>> Start Source text

Thursday the South African Reserve Bank cut its interest rate by 25 basis points from 6.5% down to 6.25%. It came as a real surprise, as most economists believed that it was going to sit still. This should, in theory, drive the value of the South African Rand lower.

the charts are telling a different story than what would be expected

The Rand attempted to fall in value, reaching the 14.50 level against the US dollar. However, the charts are telling a different story than what would be expected.

Technical analysis

USD/ZAR daily chart

The technical analysis for the USD/ZAR pair is very interesting, considering it doesn’t necessarily go along with what would first seem to be the most likely of scenarios. Granted, the US dollar has appreciated against the rand over the last couple of trading sessions, but it has seen a huge push back in favor of the South African currency.

In fact, near the 14.50 level, the market pulled back to form a shooting star on Monday, and Tuesday is looking very much the same. Furthermore, we also have the 200-day EMA in the area that will attract a lot of attention.

That being said, the 14.50 level is also an area that had previously been supportive, as shown by a massive descending triangle on the chart. It is also worth noting that it is the 38.2% Fibonacci retracement level that falls down to the lows.

The fact we have seen the market show so much resistance in this area suggests there is still plenty of downward pressure in the pair. As a general rule, if the 38.2% Fibonacci retracement level holds on a pullback, it typically shows quite some longer-term momentum.

What this resistance could mean

There are a couple of things that could serve as a takeaway from the technical analysis showing so much in the way of resistance locally. The first would be that there is potential US dollar weakness, something that is starting to be seen against some major currencies. But it would be a bit of a stretch to think that’s the entirety of the reason.

Keep in mind that the South African rand tends to be a proxy for all of Africa, which is an emerging market region. This suggests that the interest rate regimen is still what currency traders are looking for.

Even with a 6.25% interest rate, South Africa is far more attractive than the United States. If traders out there are willing to take a certain amount of risk, the rand might actually be a proxy for other emerging markets such as Mexico, Latin America, Southeastern Asia, and the like. Perhaps, money is starting to look for yield again, forcing it into some of the smaller high-yielding currencies.

>> End Source text
>> Start Data extract

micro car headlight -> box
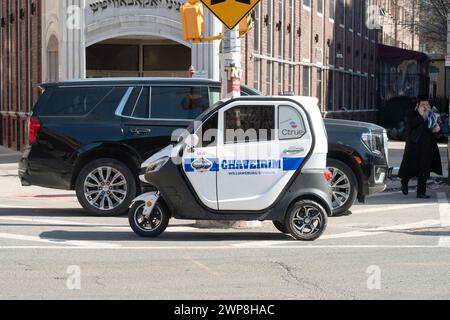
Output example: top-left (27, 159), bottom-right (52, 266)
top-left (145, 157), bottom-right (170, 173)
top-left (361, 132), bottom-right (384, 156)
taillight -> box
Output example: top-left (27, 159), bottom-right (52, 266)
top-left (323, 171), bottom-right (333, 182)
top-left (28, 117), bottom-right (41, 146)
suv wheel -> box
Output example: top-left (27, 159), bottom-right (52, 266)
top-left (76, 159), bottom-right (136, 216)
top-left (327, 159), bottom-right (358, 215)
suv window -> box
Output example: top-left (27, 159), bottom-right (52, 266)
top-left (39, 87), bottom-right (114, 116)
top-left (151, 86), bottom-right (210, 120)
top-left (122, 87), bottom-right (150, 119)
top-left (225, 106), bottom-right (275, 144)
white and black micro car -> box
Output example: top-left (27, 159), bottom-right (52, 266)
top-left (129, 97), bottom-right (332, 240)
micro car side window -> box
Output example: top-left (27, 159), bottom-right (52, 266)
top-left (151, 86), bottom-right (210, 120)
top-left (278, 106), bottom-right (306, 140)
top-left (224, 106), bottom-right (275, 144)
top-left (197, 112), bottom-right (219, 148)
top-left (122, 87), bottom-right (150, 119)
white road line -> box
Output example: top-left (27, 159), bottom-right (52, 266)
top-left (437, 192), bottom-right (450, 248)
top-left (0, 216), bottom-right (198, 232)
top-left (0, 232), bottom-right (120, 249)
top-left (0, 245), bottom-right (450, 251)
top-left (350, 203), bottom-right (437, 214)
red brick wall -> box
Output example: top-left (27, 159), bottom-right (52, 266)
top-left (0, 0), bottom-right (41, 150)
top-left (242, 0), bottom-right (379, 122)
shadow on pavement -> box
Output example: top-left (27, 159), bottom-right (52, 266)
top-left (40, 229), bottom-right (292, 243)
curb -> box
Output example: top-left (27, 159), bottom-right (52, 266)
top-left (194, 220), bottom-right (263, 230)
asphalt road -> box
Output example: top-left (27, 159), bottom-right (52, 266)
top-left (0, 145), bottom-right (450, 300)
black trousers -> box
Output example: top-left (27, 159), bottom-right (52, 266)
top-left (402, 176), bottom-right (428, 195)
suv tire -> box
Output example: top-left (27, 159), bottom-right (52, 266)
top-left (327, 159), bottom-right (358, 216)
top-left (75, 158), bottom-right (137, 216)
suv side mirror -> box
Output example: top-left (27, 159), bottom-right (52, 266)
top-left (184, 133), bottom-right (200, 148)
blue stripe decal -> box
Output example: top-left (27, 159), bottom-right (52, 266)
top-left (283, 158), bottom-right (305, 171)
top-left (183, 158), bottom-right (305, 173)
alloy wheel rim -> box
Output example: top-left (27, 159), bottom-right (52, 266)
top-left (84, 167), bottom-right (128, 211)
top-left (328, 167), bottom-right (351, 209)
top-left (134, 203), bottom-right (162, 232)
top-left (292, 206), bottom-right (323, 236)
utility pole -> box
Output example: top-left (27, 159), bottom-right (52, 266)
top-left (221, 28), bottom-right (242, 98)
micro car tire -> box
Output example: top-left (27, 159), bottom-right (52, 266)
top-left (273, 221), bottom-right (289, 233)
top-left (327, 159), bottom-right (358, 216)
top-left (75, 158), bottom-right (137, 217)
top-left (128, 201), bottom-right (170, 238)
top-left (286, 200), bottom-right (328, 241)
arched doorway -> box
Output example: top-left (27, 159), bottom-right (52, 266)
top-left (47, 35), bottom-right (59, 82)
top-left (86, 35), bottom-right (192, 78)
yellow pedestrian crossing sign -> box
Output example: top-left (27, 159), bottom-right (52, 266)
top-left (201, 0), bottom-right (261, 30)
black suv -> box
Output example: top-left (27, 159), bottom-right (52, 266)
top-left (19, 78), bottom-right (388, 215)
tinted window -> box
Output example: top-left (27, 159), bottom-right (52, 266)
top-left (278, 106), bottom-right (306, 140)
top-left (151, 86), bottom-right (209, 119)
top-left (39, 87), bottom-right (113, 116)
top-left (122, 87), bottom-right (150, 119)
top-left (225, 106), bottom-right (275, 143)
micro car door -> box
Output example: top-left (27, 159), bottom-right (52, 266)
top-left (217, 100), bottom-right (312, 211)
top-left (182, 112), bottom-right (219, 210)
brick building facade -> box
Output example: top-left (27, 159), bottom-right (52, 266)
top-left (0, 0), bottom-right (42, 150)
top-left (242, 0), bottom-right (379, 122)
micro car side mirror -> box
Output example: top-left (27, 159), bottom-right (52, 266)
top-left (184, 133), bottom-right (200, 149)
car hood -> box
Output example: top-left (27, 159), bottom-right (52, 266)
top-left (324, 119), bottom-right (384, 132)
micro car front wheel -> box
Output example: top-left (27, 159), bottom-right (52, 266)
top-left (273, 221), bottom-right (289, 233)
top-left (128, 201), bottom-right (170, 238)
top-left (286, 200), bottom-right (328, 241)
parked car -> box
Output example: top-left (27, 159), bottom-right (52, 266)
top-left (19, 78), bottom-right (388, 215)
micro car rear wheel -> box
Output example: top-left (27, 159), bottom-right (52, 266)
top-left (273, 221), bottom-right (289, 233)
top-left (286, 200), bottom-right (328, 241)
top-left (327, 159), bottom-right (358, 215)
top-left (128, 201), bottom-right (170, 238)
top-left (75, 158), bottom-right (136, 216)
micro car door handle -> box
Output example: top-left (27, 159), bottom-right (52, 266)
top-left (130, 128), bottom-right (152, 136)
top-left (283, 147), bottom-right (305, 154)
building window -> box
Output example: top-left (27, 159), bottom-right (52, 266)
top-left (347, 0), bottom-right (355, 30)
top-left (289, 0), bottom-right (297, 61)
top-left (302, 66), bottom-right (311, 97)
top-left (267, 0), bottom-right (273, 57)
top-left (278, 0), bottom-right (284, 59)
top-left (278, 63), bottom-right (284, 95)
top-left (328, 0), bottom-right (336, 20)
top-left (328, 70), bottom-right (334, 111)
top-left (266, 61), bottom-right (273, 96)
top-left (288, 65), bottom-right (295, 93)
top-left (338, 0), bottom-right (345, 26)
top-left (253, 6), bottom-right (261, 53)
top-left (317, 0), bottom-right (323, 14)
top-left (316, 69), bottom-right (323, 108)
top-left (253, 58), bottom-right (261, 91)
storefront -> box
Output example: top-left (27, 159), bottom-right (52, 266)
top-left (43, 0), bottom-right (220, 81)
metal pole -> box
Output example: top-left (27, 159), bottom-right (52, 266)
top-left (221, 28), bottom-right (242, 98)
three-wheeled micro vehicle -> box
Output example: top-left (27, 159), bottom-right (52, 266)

>> End Data extract
>> Start Data extract

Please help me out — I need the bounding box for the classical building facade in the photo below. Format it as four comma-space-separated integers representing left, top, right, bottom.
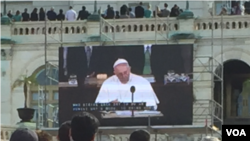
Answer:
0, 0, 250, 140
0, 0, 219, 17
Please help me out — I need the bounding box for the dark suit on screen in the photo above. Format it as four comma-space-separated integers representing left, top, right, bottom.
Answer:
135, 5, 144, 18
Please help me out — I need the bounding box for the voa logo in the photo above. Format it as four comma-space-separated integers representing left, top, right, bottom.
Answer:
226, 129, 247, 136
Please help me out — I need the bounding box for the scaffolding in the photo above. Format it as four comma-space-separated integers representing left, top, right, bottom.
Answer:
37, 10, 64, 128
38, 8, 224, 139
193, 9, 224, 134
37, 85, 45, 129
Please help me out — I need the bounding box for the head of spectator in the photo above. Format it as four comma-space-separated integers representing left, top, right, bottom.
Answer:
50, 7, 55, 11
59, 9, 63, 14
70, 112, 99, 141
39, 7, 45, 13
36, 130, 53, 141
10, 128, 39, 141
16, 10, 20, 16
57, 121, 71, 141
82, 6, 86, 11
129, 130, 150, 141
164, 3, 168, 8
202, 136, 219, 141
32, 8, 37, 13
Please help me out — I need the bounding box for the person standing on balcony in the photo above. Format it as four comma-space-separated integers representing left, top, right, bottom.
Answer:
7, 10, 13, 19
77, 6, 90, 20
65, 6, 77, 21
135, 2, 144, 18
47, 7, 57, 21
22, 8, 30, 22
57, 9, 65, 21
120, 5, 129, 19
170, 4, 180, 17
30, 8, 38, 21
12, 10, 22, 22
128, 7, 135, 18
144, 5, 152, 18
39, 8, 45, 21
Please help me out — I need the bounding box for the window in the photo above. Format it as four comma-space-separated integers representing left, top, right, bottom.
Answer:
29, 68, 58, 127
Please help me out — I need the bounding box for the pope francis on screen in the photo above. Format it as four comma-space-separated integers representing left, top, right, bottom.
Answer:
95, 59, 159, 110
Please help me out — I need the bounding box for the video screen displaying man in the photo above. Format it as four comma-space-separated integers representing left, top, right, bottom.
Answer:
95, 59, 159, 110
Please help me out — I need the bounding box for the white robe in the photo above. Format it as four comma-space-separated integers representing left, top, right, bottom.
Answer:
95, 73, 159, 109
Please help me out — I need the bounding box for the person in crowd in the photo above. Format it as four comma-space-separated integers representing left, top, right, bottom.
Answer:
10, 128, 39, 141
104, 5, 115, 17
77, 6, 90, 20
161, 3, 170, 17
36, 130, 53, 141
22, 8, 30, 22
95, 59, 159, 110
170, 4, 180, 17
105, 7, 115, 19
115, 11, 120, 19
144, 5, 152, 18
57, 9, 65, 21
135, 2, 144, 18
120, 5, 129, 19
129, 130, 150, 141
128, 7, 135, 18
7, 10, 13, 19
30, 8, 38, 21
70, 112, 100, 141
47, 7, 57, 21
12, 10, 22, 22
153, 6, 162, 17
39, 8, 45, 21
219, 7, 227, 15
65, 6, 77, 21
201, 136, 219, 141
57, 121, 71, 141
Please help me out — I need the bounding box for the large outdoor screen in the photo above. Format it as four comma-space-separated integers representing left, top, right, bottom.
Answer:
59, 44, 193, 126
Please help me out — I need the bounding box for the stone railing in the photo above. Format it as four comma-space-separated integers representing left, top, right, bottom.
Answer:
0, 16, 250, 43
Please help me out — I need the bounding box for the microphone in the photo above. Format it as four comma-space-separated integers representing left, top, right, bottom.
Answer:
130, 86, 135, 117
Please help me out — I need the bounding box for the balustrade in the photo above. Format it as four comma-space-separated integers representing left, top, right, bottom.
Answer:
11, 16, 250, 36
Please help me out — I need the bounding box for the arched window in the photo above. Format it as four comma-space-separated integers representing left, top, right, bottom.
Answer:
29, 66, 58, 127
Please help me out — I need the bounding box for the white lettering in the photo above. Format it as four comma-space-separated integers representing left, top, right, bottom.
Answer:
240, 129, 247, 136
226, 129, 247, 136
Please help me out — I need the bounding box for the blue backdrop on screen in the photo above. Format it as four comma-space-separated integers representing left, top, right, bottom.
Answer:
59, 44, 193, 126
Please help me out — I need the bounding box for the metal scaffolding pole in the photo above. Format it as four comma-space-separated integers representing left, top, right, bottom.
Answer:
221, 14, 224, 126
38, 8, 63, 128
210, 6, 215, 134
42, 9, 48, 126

>> End Data extract

Challenge 1:
According to the article on the South African rand, what did the South African Reserve Bank cut its interest rate to?
Challenge 2:
Translate this sentence from the article on the South African rand into Spanish: "Even with a 6.25% interest rate, South Africa is far more attractive than the United States."
Work only from the article on the South African rand.

Complete response 1:
It cut the rate to 6.25%, down from 6.5%.

Complete response 2:
Incluso con una tasa de interés del 6,25 %, Sudáfrica es mucho más atractiva que Estados Unidos.